» **Written request**: Display each line of the listing that contains the word "jersey".

## START Entries

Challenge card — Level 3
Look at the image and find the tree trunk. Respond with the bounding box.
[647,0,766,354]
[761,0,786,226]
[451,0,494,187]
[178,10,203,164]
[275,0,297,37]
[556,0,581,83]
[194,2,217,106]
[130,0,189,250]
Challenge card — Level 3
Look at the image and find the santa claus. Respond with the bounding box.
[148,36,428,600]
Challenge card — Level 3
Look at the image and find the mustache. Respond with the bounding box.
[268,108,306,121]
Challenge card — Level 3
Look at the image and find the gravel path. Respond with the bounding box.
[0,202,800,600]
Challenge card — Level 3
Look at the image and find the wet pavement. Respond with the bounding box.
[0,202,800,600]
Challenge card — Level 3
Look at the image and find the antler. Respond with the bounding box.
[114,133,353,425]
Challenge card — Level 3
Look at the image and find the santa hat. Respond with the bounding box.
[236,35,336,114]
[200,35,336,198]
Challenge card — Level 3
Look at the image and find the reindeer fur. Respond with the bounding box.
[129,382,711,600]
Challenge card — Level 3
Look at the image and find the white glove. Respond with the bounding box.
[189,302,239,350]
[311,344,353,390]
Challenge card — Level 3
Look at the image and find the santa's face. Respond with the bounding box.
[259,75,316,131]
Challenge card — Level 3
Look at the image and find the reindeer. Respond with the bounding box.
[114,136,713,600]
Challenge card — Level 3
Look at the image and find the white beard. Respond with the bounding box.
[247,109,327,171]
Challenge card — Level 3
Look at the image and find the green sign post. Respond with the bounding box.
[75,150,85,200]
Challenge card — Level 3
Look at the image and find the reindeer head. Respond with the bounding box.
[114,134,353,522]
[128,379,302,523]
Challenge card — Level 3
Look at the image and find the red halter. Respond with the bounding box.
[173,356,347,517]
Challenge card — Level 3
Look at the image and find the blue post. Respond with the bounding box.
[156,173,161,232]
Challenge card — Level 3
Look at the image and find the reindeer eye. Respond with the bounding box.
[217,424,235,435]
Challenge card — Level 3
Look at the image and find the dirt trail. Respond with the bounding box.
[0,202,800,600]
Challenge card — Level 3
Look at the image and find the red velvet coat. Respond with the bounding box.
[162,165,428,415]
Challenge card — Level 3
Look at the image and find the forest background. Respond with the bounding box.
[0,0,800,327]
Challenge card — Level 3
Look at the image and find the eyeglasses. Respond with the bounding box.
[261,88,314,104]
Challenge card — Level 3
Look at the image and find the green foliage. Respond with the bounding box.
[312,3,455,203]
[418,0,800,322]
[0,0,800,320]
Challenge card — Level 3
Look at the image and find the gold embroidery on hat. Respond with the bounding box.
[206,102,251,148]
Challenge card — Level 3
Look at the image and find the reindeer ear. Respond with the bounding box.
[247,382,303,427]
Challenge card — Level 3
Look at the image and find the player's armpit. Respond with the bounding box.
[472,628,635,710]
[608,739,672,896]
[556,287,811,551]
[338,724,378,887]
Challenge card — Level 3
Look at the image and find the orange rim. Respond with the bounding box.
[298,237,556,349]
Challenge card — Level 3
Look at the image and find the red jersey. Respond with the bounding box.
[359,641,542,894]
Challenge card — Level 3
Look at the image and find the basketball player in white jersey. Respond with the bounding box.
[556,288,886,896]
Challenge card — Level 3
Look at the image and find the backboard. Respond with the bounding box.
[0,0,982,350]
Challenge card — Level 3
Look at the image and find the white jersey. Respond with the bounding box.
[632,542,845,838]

## END Entries

» **Output of the exercise**:
Look at the image and find the red jersey. Respond with the bounding box.
Look at the image and find the basketball player in white jersey. Respond with the bounding box.
Look at the image and find the white jersey. Respond with the bounding box.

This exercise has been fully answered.